> _The task_: Verbatim output of all the material below is required.

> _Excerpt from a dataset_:
- - -
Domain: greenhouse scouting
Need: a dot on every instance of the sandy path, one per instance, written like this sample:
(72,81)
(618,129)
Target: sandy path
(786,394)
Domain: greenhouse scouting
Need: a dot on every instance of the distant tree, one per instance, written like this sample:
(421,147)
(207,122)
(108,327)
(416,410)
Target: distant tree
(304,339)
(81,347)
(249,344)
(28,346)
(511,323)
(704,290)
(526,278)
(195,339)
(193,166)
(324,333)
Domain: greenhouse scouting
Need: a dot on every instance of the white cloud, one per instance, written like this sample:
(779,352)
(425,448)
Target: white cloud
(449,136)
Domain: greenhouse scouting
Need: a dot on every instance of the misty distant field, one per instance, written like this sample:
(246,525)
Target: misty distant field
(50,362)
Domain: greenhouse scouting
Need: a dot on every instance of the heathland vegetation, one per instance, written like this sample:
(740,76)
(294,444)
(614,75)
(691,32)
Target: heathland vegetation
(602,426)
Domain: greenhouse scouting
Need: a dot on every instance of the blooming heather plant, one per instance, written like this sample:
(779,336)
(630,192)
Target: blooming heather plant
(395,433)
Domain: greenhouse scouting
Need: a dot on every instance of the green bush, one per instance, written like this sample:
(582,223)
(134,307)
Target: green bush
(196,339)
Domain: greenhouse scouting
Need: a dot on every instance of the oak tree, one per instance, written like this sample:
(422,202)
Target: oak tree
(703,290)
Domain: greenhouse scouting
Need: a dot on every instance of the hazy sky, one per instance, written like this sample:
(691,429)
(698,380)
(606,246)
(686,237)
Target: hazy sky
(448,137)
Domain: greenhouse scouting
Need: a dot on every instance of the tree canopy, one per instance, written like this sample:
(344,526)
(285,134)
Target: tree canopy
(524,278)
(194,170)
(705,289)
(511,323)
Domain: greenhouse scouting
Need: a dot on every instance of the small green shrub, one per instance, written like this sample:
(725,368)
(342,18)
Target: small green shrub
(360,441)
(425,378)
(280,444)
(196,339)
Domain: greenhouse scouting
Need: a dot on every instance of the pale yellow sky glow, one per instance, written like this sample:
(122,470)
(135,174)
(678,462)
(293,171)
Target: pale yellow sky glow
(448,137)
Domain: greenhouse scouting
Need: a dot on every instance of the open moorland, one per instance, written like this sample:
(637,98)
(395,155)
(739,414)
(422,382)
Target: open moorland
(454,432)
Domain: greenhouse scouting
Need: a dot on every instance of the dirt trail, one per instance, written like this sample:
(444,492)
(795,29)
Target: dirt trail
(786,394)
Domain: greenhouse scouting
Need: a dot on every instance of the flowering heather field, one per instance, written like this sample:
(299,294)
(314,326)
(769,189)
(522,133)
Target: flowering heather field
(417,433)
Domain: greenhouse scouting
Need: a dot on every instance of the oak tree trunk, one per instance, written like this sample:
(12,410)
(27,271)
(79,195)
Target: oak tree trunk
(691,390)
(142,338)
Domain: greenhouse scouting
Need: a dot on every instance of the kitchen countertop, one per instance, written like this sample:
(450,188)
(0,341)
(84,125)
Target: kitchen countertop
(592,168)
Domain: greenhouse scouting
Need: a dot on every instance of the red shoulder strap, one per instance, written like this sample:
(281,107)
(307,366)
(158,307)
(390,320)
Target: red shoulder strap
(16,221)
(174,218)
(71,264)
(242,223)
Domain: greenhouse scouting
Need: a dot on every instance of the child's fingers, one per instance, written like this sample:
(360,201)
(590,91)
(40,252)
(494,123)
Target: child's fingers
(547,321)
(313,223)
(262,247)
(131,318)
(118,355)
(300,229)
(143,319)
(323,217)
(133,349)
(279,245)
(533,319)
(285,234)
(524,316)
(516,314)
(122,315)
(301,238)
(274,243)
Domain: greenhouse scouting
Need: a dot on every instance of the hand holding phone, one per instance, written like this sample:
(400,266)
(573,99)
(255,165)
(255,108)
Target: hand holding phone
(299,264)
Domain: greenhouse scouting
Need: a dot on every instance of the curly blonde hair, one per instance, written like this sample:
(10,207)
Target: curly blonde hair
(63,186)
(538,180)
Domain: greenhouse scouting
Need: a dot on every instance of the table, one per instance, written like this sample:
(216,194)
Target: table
- - -
> _Written answer_:
Domain: greenhouse scouting
Need: a dot on every instance of the sandy path, one per instance, written like this sample:
(72,81)
(618,129)
Target: sandy path
(786,394)
Domain: greenhouse scouting
Need: a dot on every instance of the distant tree, one per instance, written like this sample:
(421,147)
(207,122)
(108,327)
(416,410)
Target: distant tree
(304,339)
(81,347)
(249,344)
(28,346)
(511,323)
(704,290)
(526,278)
(195,339)
(193,166)
(324,333)
Domain: greenhouse scouting
Need: a dot on every instance of the white cloud, one per instance, written like this sample:
(779,352)
(425,448)
Target: white cloud
(449,136)
Domain: greenhouse scouting
Need: a dot on every instance of the misty distant field, one per instance, written like this sample:
(246,525)
Target: misty distant field
(50,362)
Domain: greenhouse scouting
Need: a dot on every instance of the heathland vegetation, one per instance, written like this sample:
(740,76)
(294,444)
(614,75)
(691,32)
Target: heathland vegetation
(602,426)
Domain: greenhouse scouting
Need: a dot on every instance of the blooming heather plant, one per instance, written like this sample:
(779,336)
(630,192)
Target: blooming heather plant
(395,433)
Domain: greenhouse scouting
Need: a dot on every instance of the green bush, one per instance, written like this sample:
(582,223)
(134,307)
Target: green bush
(196,339)
Domain: greenhouse scouting
Need: a dot on every instance of the oak tree, one per instance, written like this sample:
(422,202)
Target: oak tree
(703,290)
Domain: greenhouse scouting
Need: a dot on every instance of the hazy sky, one per instance, written like this sample:
(691,429)
(698,380)
(606,246)
(686,237)
Target: hazy sky
(448,137)
Domain: greenhouse scouting
Need: a dot on every instance of the tree canopy, one per instance, written like this sample:
(344,526)
(285,134)
Target: tree canopy
(524,278)
(194,170)
(705,289)
(511,323)
Domain: greenhouse scouting
Need: a dot on every instance of the small green shrub, one per instance, written like this sample:
(725,368)
(342,18)
Target: small green shrub
(360,441)
(425,378)
(280,444)
(196,339)
Domain: greenhouse scouting
Need: a dot on every instance of the pale yellow sky glow, one per instance, written like this sample:
(122,470)
(135,174)
(678,462)
(293,171)
Target: pale yellow sky glow
(448,137)
Domain: greenhouse scouting
Need: a dot on every instance of the open moorland, one per instance, written like this sample:
(637,98)
(395,155)
(739,414)
(422,382)
Target: open moorland
(454,432)
Domain: greenhouse scouting
Need: a dot on every instance of the dirt trail, one per instance, written like this sample:
(444,492)
(795,29)
Target: dirt trail
(786,394)
Domain: greenhouse scouting
Need: a dot on every instance of the flowering heather field, one per instance, written like this sample:
(299,294)
(314,326)
(769,189)
(522,133)
Target: flowering heather field
(417,433)
Domain: greenhouse scouting
Need: a dot on every instance of the oak tree trunk, one per instance, written like this sample:
(12,410)
(27,271)
(79,195)
Target: oak tree trunk
(691,390)
(142,338)
Domain: greenhouse scouting
Need: a dot on every instance of the kitchen countertop, one per instance, written like this sample:
(450,188)
(0,341)
(84,125)
Target: kitchen countertop
(592,168)
Domain: greenhouse scouting
Need: a dot on every instance of the red shoulder strap, one per instance, written like this sample:
(281,107)
(307,366)
(158,307)
(390,320)
Target: red shoulder strap
(16,221)
(174,218)
(71,264)
(242,223)
Domain: greenhouse scouting
Need: a dot on every instance of the child's fingers, one per instance, written like this sample:
(360,201)
(590,91)
(40,252)
(494,123)
Target: child's fingers
(547,321)
(313,223)
(262,247)
(131,318)
(118,355)
(300,229)
(143,319)
(323,217)
(133,349)
(279,245)
(533,319)
(285,234)
(524,316)
(516,314)
(122,315)
(301,238)
(274,243)
Domain: greenhouse scouting
Need: a dot on every instance of the hand holding phone, one per instance, written like this sample:
(400,266)
(573,99)
(255,165)
(255,108)
Target: hand holding phone
(299,264)
Domain: greenhouse scouting
Need: a dot on every instance of the curly blonde hair, one per instance, written like this sample:
(10,207)
Target: curly blonde hair
(63,186)
(538,180)
Domain: greenhouse scouting
Need: a dot on every instance of the table, one per instance, written like this sample:
(216,194)
Target: table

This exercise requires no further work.